SUPPLIED RECORDS.

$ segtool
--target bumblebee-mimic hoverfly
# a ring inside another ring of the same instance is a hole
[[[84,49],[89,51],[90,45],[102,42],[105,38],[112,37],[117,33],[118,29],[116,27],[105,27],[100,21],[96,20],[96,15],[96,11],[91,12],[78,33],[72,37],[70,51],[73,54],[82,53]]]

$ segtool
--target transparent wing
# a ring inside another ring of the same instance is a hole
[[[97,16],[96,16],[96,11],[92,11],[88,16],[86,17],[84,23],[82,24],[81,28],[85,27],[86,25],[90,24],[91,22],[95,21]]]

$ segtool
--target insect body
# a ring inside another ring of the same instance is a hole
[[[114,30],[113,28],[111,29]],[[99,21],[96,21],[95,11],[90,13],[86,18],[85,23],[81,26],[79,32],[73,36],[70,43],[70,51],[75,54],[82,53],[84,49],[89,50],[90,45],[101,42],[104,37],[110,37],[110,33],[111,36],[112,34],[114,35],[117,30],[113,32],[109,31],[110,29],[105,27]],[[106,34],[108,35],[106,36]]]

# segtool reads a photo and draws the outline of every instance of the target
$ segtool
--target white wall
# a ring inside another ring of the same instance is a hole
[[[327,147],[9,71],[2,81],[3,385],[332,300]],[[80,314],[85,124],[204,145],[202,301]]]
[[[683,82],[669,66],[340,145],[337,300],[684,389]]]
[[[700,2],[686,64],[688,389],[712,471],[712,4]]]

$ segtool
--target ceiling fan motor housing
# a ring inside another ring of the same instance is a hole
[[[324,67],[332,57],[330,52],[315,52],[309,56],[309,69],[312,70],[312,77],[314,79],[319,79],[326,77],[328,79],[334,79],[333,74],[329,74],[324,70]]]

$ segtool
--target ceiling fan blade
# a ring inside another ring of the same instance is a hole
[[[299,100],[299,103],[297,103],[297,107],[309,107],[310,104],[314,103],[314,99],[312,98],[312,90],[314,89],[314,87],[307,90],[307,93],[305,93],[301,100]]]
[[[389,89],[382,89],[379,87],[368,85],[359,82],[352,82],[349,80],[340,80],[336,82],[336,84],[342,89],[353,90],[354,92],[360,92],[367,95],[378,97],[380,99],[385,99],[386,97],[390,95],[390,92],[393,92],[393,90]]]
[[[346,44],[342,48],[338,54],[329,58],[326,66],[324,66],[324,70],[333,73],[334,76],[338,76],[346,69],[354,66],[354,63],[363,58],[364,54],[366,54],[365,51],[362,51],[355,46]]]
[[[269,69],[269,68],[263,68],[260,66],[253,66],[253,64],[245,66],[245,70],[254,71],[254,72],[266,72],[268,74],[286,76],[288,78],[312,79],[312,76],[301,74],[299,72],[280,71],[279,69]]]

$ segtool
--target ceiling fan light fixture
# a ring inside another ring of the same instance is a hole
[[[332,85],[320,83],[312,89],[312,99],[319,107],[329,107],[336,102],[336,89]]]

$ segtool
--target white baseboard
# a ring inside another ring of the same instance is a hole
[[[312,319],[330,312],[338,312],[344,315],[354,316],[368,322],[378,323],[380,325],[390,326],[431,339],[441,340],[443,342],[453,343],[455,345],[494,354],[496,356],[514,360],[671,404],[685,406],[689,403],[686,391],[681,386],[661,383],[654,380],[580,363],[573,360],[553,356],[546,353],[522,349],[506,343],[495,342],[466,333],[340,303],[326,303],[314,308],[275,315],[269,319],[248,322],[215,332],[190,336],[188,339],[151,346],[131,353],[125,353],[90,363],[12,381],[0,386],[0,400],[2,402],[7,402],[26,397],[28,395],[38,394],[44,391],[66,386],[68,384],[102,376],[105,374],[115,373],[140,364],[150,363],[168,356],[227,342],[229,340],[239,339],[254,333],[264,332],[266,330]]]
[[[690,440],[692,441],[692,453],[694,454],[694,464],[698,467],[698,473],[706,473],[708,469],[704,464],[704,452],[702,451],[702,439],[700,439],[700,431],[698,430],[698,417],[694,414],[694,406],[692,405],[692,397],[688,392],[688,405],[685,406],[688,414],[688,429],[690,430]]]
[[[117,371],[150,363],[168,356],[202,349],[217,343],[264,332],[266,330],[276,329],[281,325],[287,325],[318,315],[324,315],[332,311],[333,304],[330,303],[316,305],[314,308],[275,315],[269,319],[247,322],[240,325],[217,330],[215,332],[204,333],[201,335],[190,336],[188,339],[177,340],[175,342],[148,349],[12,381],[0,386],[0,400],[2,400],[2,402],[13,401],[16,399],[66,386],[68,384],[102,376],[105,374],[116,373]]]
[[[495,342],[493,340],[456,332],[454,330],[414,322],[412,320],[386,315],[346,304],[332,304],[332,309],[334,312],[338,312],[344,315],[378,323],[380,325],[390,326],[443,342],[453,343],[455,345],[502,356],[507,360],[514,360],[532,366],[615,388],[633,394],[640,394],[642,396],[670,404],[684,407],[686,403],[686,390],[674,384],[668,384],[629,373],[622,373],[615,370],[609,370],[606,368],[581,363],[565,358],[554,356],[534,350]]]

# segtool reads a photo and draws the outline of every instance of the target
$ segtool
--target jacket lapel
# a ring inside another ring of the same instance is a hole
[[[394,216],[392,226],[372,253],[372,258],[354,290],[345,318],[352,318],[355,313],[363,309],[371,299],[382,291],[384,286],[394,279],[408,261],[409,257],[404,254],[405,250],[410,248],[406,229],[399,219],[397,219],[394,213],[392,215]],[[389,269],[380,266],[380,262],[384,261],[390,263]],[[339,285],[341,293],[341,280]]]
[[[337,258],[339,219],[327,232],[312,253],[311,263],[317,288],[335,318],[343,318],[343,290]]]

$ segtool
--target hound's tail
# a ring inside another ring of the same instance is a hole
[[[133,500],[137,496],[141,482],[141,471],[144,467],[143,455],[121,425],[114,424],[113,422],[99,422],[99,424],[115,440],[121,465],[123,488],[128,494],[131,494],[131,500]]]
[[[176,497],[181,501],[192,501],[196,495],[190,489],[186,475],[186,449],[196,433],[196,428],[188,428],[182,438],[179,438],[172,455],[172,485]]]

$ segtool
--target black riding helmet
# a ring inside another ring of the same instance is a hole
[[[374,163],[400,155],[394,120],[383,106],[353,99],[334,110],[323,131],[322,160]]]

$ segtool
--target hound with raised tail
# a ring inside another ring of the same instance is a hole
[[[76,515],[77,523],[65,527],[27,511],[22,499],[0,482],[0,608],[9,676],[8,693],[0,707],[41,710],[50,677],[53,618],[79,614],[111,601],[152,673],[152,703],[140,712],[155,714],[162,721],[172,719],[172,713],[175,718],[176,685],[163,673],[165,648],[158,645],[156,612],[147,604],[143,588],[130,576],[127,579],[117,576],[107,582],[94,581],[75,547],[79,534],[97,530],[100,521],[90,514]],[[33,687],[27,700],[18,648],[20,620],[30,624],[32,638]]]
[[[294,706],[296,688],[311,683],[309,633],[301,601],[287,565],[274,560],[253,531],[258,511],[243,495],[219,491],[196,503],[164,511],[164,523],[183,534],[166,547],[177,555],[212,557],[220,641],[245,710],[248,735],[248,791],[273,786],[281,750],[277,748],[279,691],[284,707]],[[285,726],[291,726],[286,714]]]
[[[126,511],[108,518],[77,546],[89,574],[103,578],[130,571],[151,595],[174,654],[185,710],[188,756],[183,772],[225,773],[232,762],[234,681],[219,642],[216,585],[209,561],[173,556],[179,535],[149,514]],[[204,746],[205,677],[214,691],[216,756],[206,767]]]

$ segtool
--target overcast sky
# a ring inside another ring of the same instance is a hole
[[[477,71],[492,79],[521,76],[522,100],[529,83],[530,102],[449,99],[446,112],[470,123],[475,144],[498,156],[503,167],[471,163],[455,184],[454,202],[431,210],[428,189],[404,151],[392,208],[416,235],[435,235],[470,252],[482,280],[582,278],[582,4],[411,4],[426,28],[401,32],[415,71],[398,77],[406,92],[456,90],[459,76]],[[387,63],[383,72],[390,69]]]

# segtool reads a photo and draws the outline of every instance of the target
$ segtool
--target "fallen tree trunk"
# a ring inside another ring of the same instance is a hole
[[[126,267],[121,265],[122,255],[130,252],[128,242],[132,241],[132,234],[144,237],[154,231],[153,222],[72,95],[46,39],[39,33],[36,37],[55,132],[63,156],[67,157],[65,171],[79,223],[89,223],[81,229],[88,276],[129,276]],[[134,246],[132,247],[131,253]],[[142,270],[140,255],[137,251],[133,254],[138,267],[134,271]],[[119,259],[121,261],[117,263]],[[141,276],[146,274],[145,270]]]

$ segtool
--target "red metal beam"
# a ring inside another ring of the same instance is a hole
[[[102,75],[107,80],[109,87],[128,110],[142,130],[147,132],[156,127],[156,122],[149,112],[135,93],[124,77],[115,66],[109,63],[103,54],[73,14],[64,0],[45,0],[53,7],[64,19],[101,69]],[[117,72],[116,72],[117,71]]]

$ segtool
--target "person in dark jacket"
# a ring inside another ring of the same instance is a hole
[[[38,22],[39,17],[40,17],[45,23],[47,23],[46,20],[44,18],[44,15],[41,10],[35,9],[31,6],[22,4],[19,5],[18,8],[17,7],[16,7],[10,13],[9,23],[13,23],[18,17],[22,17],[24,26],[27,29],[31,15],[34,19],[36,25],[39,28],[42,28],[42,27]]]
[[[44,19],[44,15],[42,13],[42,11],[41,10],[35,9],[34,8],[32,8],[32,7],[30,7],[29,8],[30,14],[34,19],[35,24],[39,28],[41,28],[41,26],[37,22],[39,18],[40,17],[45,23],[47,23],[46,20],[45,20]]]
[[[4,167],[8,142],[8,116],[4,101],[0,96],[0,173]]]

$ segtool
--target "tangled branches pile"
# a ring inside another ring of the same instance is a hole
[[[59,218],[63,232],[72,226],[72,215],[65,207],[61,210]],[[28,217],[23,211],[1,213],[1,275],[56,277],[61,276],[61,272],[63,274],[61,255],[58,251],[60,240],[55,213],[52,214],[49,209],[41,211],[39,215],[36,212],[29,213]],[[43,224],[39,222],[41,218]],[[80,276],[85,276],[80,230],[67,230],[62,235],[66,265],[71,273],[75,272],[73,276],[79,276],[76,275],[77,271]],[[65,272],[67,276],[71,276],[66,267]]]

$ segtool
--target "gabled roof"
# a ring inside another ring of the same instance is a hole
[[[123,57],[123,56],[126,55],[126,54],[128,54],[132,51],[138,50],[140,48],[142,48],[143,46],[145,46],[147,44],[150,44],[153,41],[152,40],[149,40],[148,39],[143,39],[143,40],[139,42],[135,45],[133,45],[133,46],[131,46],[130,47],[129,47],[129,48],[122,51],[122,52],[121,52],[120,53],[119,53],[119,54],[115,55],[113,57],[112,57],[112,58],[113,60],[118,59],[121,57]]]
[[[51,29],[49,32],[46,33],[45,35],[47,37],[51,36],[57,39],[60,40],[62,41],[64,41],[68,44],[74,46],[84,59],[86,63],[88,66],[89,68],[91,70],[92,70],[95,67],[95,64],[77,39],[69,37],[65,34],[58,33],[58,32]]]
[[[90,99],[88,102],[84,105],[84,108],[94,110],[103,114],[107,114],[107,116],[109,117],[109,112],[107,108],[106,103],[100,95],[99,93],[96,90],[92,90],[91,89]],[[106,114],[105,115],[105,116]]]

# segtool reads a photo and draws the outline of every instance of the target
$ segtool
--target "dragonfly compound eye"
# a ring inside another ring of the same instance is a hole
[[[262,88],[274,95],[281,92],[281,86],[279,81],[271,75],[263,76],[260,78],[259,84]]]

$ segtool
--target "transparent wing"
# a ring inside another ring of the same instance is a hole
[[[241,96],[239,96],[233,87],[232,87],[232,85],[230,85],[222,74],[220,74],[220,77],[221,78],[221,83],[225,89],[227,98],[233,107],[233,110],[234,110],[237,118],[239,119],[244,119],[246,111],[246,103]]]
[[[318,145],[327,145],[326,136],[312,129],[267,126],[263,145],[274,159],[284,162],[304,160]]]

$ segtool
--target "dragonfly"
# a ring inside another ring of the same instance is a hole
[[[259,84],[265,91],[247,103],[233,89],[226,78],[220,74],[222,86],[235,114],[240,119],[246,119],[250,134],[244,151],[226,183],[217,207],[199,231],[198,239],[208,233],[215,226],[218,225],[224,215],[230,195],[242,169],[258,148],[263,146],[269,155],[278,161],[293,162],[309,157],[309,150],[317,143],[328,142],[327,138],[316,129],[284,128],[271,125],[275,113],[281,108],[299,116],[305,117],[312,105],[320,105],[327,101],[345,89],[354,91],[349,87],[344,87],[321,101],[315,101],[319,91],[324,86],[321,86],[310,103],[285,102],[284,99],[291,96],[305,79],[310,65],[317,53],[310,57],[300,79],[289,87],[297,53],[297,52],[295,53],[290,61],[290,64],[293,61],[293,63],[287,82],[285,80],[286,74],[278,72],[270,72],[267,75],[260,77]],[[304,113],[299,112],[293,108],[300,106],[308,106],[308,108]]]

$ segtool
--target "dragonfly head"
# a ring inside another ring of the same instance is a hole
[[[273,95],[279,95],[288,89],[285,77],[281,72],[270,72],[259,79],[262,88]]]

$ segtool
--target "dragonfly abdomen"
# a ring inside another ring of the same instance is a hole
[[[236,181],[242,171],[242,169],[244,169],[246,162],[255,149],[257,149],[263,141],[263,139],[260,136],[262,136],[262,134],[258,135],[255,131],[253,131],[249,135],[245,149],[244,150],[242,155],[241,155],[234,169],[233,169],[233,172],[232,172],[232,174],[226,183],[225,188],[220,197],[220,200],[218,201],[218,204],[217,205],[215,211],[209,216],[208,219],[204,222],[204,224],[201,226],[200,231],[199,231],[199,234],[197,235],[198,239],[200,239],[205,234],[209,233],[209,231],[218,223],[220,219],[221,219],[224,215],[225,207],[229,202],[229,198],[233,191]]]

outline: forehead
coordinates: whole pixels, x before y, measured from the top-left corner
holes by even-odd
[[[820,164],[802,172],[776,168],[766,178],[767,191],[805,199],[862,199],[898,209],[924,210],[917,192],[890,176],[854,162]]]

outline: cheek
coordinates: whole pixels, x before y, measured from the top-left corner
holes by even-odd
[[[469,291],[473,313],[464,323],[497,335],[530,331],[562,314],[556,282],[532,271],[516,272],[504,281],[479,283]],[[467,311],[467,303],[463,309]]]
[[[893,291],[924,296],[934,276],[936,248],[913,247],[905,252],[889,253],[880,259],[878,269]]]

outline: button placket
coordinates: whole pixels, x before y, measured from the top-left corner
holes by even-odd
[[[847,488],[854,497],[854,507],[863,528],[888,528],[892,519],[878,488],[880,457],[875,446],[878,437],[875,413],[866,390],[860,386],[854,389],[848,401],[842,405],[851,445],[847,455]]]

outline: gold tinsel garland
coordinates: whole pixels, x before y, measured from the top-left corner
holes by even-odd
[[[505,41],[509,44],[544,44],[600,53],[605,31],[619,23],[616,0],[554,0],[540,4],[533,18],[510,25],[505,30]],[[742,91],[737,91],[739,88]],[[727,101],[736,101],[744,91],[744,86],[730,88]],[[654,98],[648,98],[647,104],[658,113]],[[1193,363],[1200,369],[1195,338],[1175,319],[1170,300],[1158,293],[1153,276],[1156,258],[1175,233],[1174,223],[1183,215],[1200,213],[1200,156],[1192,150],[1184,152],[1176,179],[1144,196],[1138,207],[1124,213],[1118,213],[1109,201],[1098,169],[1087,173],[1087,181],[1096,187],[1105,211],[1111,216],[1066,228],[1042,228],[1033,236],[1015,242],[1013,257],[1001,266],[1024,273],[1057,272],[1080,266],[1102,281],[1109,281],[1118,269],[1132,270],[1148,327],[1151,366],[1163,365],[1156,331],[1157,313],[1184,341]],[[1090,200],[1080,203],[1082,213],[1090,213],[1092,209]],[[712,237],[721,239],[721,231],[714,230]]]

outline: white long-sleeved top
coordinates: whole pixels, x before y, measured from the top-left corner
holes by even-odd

SET TASK.
Extract the lines above from the one containing "outline: white long-sleeved top" to the last line, both included, exactly as written.

RESPONSE TO THE TASK.
outline: white long-sleeved top
coordinates: whole pixels, x before y, measured from the top-left corner
holes by even-odd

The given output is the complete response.